### [Problem]
Leaving out the images, transcribe every record below exactly.

START Records to process

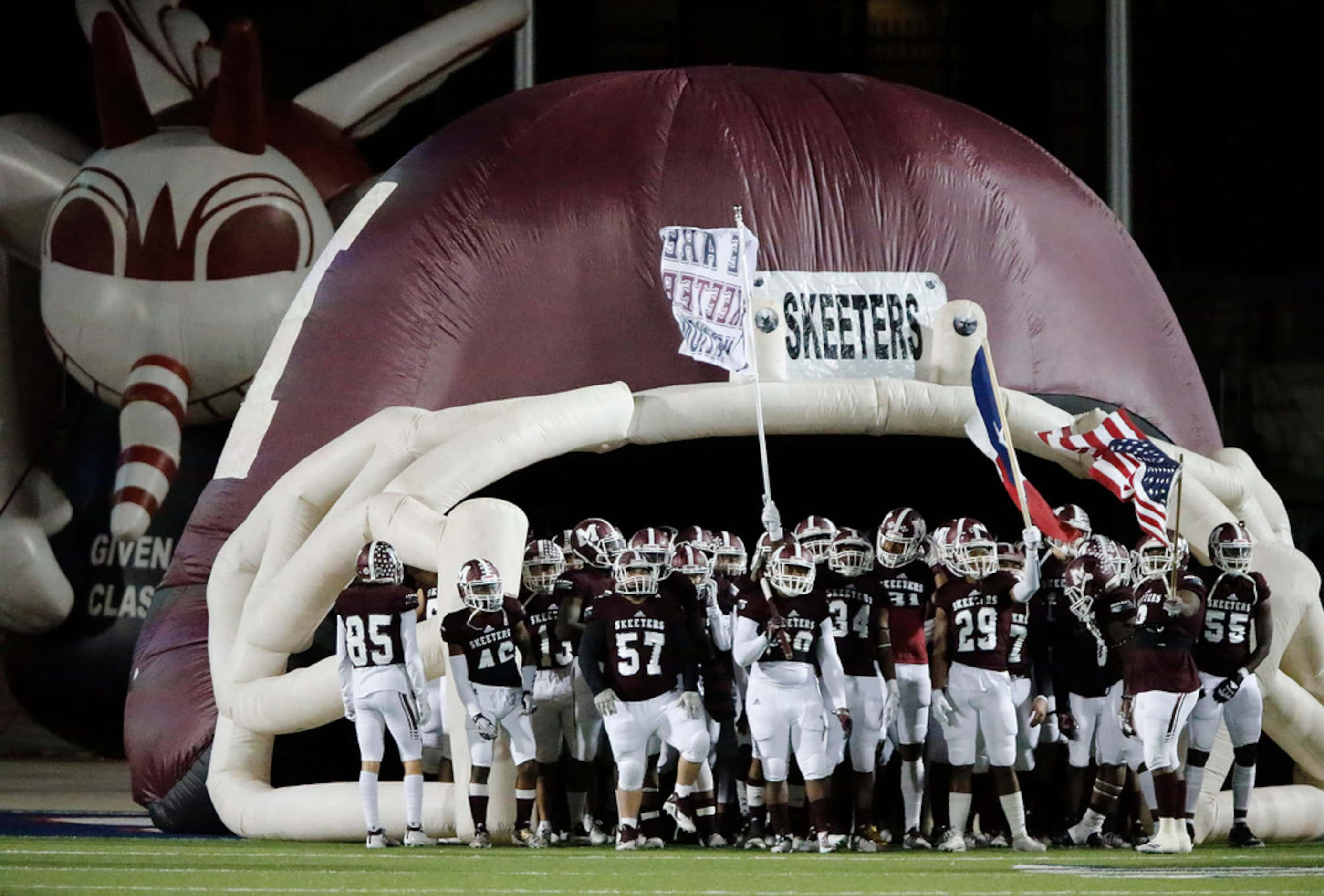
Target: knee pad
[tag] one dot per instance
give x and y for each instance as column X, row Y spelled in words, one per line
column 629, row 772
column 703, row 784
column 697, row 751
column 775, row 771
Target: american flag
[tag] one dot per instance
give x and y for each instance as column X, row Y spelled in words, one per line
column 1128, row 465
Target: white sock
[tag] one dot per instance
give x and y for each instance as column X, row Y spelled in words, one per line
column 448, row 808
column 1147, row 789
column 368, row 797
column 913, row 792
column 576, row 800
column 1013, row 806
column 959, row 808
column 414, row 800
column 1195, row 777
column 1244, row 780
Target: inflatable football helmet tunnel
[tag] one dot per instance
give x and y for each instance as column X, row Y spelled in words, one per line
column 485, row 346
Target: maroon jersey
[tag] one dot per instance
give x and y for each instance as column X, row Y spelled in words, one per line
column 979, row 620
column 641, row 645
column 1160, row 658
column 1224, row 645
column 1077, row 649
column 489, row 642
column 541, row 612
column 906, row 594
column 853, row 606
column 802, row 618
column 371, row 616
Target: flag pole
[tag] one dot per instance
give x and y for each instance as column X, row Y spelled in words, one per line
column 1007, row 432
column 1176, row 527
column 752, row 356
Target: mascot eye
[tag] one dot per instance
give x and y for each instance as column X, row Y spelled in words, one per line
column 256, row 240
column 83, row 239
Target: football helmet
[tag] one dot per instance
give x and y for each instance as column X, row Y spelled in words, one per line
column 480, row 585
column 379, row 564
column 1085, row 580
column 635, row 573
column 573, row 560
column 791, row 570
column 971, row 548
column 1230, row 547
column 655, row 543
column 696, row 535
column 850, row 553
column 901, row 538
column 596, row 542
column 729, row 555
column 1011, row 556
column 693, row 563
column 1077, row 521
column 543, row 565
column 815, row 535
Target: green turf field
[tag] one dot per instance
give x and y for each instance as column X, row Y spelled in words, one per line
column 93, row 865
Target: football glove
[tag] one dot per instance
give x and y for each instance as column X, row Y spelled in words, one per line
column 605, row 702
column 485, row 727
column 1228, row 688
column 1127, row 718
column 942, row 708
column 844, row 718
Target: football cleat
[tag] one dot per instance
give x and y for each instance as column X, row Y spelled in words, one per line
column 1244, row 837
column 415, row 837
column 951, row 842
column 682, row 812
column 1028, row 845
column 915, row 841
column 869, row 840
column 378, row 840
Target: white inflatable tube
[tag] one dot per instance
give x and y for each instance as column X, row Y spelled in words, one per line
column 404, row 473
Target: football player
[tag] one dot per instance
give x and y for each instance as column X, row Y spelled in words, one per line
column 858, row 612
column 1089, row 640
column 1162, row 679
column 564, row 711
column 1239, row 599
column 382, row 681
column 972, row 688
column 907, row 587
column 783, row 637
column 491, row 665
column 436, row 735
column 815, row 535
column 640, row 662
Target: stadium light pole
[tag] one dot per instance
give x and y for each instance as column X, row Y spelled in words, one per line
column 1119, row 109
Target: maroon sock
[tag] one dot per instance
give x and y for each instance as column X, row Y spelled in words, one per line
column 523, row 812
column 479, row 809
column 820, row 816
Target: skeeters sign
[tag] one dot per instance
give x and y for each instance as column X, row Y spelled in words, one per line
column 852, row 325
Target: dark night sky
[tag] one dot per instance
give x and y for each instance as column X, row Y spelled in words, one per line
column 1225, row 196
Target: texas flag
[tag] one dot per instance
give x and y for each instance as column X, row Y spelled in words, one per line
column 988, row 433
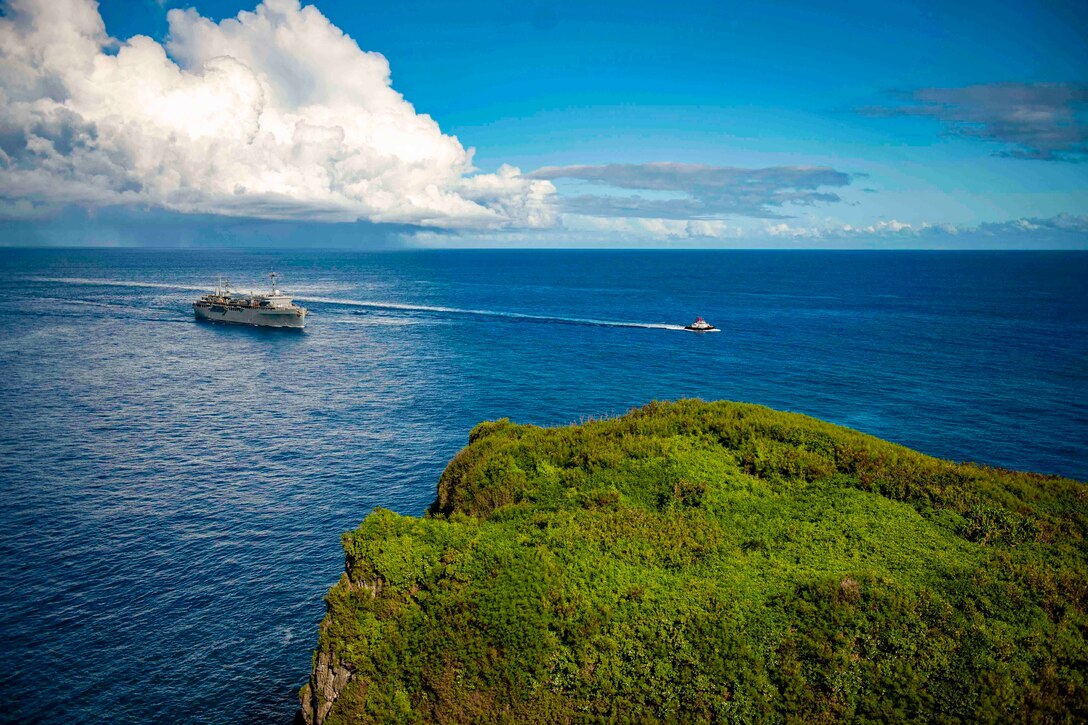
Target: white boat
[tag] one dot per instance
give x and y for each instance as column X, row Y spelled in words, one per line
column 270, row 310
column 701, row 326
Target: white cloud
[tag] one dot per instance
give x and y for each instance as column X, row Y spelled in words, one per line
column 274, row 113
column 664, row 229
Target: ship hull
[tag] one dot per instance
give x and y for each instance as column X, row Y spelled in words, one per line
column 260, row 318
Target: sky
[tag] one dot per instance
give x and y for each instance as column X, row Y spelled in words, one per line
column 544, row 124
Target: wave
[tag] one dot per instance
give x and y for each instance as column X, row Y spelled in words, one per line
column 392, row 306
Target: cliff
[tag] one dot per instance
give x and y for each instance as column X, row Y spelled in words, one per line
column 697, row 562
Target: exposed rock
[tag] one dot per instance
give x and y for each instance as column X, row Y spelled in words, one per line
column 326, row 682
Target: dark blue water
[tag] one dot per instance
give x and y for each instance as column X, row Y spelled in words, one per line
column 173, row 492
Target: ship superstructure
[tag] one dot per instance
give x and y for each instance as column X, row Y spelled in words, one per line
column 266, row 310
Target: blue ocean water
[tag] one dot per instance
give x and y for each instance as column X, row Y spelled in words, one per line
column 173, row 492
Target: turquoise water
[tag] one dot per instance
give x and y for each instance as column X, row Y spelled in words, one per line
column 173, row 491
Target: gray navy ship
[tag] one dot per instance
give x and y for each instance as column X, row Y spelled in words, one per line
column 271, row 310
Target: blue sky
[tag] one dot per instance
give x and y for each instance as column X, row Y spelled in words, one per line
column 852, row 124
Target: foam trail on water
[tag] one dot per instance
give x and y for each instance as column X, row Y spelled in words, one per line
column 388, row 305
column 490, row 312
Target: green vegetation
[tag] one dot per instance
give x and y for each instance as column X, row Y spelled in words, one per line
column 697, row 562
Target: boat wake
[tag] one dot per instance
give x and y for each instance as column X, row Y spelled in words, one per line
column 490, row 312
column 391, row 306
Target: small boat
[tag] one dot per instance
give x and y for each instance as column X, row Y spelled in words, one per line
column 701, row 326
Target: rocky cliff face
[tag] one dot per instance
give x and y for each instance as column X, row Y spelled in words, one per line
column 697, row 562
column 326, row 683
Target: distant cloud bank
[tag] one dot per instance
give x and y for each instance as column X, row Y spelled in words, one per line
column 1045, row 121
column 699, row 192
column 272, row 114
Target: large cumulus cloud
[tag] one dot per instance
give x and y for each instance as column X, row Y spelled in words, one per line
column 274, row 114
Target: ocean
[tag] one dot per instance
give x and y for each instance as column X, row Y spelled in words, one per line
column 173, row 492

END Records to process

### [Expected answer]
Target: knee pad
[tag] one dot per instance
give x and y for each instance as column X, row Y spelled in words, one per line
column 629, row 772
column 703, row 784
column 697, row 751
column 775, row 771
Target: american flag
[tag] one dot per instance
give x and y for each instance as column X, row Y spelled in words, one per line
column 1128, row 465
Target: white sock
[tag] one dot per instance
give x and y for each instance as column X, row Y spelled in words, one per line
column 448, row 808
column 1147, row 789
column 368, row 797
column 913, row 792
column 576, row 800
column 1013, row 806
column 959, row 808
column 414, row 800
column 1195, row 777
column 1244, row 780
Target: inflatable football helmet tunnel
[tag] one dot per instance
give x and y for each instance as column X, row Y spelled in words, one per line
column 485, row 346
Target: maroon jersey
[tag] one dot per instance
give x and y for each instance as column X, row Y spelled in words, one per line
column 979, row 620
column 641, row 645
column 1160, row 658
column 1224, row 645
column 1077, row 649
column 489, row 642
column 541, row 612
column 906, row 594
column 853, row 606
column 802, row 618
column 371, row 616
Target: flag pole
[tag] one dot per instance
give x and y for each instance as column X, row Y spelled in words, one per line
column 1007, row 432
column 1176, row 527
column 752, row 356
Target: mascot eye
[tag] one dot per instance
give x and y for each instance as column X, row Y spelled in words, one per line
column 256, row 240
column 83, row 239
Target: football helmet
[tag] one dot per instance
give x and y for each instance as column X, row Y spelled in words, one per line
column 480, row 585
column 379, row 564
column 1085, row 580
column 635, row 573
column 573, row 560
column 791, row 570
column 971, row 548
column 1230, row 547
column 655, row 543
column 696, row 535
column 850, row 553
column 901, row 538
column 596, row 542
column 729, row 555
column 1011, row 556
column 693, row 563
column 1077, row 521
column 543, row 565
column 815, row 535
Target: green turf field
[tag] one dot per instance
give x and y for each instance as column X, row Y spelled in words, one per line
column 93, row 865
Target: football glove
[tag] one dot per instance
give x and y for each instance as column X, row Y spelled in words, one per line
column 605, row 702
column 485, row 727
column 1228, row 688
column 1127, row 718
column 942, row 708
column 844, row 718
Target: football cleat
[tag] one dot per instance
give x and y for each instance as column X, row Y spelled in words, one per line
column 1244, row 837
column 415, row 837
column 951, row 842
column 682, row 812
column 1028, row 845
column 915, row 841
column 869, row 840
column 378, row 840
Target: white inflatable tube
[tag] one dot per instance
give x and y for each instance as column X, row Y spelled in words, one per line
column 404, row 473
Target: football player
[tag] one dot per instance
give x and y for each instance as column X, row Y spelled in words, one per line
column 858, row 612
column 1089, row 640
column 1162, row 679
column 564, row 711
column 1239, row 599
column 382, row 681
column 972, row 688
column 907, row 587
column 783, row 637
column 491, row 665
column 436, row 735
column 815, row 535
column 640, row 662
Target: stadium light pole
[tag] one dot per instance
give x and y for each instance as column X, row Y spelled in words, one per line
column 1119, row 109
Target: maroon sock
[tag] one dot per instance
give x and y for each instance as column X, row Y spelled in words, one per line
column 523, row 812
column 479, row 809
column 820, row 816
Target: skeeters sign
[tag] one dot per instance
give x and y for each instance as column X, row Y spelled in words, one per line
column 852, row 325
Target: dark night sky
[tag] one dot per instance
give x and y for each instance as column X, row Y spelled in words, one per line
column 1225, row 196
Target: texas flag
[tag] one dot per instance
give x and y for each instance as column X, row Y spelled in words, one per line
column 988, row 433
Target: white boat
[tag] one dot per instance
give x and y for each instance as column X, row Y spelled in words, one per line
column 270, row 310
column 701, row 326
Target: white cloud
[tag] one dot per instance
give x and y for each instance as column X, row Y spelled in words, one per line
column 274, row 113
column 664, row 229
Target: ship hull
[tag] one dot per instance
give x and y for each instance as column X, row Y spelled in words, one per line
column 260, row 318
Target: sky
[tag] one dot per instance
give x and y for each instance as column X, row Y spelled in words, one per line
column 544, row 124
Target: wave
[tag] one dot per instance
give x and y for each instance as column X, row Y spelled in words, one per line
column 392, row 306
Target: cliff
[tag] one dot per instance
give x and y for each instance as column X, row Y spelled in words, one per line
column 697, row 562
Target: exposed rock
[tag] one dot per instance
give x and y for each instance as column X, row Y spelled in words, one per line
column 326, row 682
Target: dark blue water
[tag] one dot per instance
give x and y for each instance as column X, row Y spelled in words, one per line
column 173, row 492
Target: ship superstructure
[tag] one dot per instance
give x and y for each instance as column X, row Y spelled in words, one per line
column 266, row 310
Target: blue ocean water
[tag] one dot per instance
give x and y for each instance as column X, row Y spelled in words, one per line
column 173, row 492
Target: turquoise water
[tag] one dot per instance
give x and y for each instance as column X, row Y spelled in words, one per line
column 173, row 491
Target: gray navy ship
[tag] one dot per instance
give x and y for each instance as column X, row Y spelled in words, one per line
column 271, row 310
Target: blue sky
[tag] one dot per instance
give x and y for each instance as column X, row Y spelled in words, one per line
column 852, row 124
Target: foam trail on water
[tag] one dot per instance
give x and y for each instance as column X, row Y spelled in words, one per line
column 388, row 305
column 490, row 312
Target: green vegetation
[tag] one dot per instance
give x and y for each instance as column X, row Y spelled in words, one per line
column 697, row 562
Target: boat wake
[tag] one dot per instance
give x and y for each instance as column X, row Y spelled in words, one per line
column 490, row 312
column 391, row 306
Target: small boat
[tag] one dot per instance
give x and y for each instance as column X, row Y spelled in words, one per line
column 701, row 326
Target: rocky cliff face
[tag] one dot per instance
give x and y for each instance as column X, row Y spelled in words, one per line
column 697, row 562
column 326, row 683
Target: distant cloud bank
[tag] one dot per instance
give x and y for each instance as column X, row Y spelled in words, one per line
column 1045, row 121
column 699, row 192
column 272, row 114
Target: large cumulus cloud
[tag] one dot per instance
give x and y for each instance as column X, row Y spelled in words, one per line
column 274, row 114
Target: ocean
[tag] one dot per instance
give x and y for each instance as column X, row Y spelled in words, one per line
column 173, row 492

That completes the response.